### Aim 1
Below are a patch and some records. Show each line of the records that contains the word "knit".

From e4a9c66fb34270bff62eaded37042bc5521c905c Mon Sep 17 00:00:00 2001
From: Jelte Fennema <jelte.fennema@microsoft.com>
Date: Wed, 22 Jun 2022 09:39:13 +0200
Subject: [PATCH] Support load balancing in libpq

Load balancing connections across multiple read replicas is a pretty
common way of scaling out read queries. There are two main ways of doing
so, both with their own advantages and disadvantages:
1. Load balancing at the client level
2. Load balancing by connecting to an intermediary load balancer

Option 1 has been supported by JDBC (Java) for 8 years and Npgsql (C#)
merged support about a year ago. This patch adds the same functionality
to libpq. The way it's implemented is the same as the implementation of
JDBC, and contains two levels of load balancing:
1. The given hosts are randomly shuffled, before resolving them
    one-by-one.
2. Once a host its addresses get resolved, those addresses are shuffled,
    before trying to connect to them one-by-one.
---
 doc/src/sgml/libpq.sgml           |  17 +++
 src/include/libpq/pqcomm.h        |   6 +
 src/interfaces/libpq/fe-connect.c | 204 +++++++++++++++++++++++++-----
 src/interfaces/libpq/libpq-int.h  |   7 +-
 4 files changed, 202 insertions(+), 32 deletions(-)

diff --git a/doc/src/sgml/libpq.sgml b/doc/src/sgml/libpq.sgml
index 37ec3cb4e5..149cf25854 100644
--- a/doc/src/sgml/libpq.sgml
+++ b/doc/src/sgml/libpq.sgml
@@ -1317,6 +1317,23 @@ postgresql://%2Fvar%2Flib%2Fpostgresql/dbname
       </listitem>
      </varlistentry>
 
+     <varlistentry id="libpq-load-balance-hosts" xreflabel="load_balance_hosts">
+      <term><literal>load_balance_hosts</literal></term>
+      <listitem>
+       <para>
+        Controls whether the client load balances connections across hosts and
+        adresses. The default value is 0, meaning off, this means that hosts are
+        tried in order they are provided and addresses are tried in the order
+        they are received from DNS or a hosts file. If this value is set to 1,
+        meaning on, the hosts and address that are tried in random order.
+        Subsequent queries once connected will still be sent to the same server.
+        Setting this to 1, is mostly useful when opening multiple connections at
+        the same time, possibly from different machines. This way connections
+        can be load balanced across multiple Postgres servers.

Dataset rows
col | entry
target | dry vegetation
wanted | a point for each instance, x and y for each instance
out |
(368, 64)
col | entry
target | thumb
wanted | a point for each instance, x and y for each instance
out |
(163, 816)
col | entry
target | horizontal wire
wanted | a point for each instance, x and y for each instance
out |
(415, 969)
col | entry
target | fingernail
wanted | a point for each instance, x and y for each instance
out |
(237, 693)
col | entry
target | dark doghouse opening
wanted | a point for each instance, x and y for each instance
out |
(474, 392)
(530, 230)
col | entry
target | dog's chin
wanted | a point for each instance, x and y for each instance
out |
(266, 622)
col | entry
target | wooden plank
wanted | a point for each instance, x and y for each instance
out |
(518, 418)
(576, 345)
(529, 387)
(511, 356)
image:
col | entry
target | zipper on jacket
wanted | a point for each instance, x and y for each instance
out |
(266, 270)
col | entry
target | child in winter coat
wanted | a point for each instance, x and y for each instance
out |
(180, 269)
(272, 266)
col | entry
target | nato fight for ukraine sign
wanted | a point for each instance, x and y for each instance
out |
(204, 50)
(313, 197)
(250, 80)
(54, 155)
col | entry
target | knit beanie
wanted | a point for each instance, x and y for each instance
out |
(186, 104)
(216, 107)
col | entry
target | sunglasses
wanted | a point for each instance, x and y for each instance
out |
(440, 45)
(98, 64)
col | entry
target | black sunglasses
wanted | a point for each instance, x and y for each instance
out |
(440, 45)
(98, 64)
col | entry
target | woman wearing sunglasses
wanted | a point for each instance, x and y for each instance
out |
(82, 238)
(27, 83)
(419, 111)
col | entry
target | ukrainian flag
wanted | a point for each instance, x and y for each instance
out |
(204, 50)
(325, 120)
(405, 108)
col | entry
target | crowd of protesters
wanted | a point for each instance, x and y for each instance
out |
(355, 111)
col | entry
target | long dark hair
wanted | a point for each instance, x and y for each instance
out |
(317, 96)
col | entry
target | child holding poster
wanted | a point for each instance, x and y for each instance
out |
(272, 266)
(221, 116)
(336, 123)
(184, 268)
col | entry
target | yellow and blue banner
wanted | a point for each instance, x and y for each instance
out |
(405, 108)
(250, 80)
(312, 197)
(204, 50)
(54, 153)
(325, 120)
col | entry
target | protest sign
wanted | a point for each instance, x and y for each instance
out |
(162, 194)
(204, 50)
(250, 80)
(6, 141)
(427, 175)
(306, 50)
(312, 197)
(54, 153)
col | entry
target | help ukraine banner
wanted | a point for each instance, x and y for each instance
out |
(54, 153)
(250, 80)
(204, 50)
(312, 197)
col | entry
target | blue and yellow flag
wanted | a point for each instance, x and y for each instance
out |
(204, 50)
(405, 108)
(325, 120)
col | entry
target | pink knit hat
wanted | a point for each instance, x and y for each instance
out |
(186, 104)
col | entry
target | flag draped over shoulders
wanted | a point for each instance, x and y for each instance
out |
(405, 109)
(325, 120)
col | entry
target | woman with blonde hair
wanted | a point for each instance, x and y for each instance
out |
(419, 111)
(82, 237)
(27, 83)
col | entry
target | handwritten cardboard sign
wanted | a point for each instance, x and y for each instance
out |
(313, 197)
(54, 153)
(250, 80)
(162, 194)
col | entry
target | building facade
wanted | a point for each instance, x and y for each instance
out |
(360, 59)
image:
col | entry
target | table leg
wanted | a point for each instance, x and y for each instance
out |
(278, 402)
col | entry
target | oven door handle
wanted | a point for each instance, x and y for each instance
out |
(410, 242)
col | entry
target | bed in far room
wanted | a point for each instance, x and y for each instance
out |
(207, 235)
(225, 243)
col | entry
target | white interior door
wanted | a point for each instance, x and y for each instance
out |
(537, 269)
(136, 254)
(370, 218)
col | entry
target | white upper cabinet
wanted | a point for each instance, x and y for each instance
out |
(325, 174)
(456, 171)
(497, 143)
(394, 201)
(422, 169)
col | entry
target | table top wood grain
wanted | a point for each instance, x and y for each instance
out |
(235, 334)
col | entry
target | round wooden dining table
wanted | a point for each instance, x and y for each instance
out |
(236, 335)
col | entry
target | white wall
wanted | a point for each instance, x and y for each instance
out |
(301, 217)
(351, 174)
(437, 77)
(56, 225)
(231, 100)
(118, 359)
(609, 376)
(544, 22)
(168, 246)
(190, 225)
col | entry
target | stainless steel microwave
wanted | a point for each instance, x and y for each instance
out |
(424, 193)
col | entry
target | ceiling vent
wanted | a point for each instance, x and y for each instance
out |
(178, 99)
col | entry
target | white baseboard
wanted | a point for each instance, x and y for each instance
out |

### Aim 2
According to the load-balancing patch, for how many years has JDBC supported load balancing at the client level?

### Finished answer 1
target | knit beanie
target | pink knit hat

### Finished answer 2
8 years.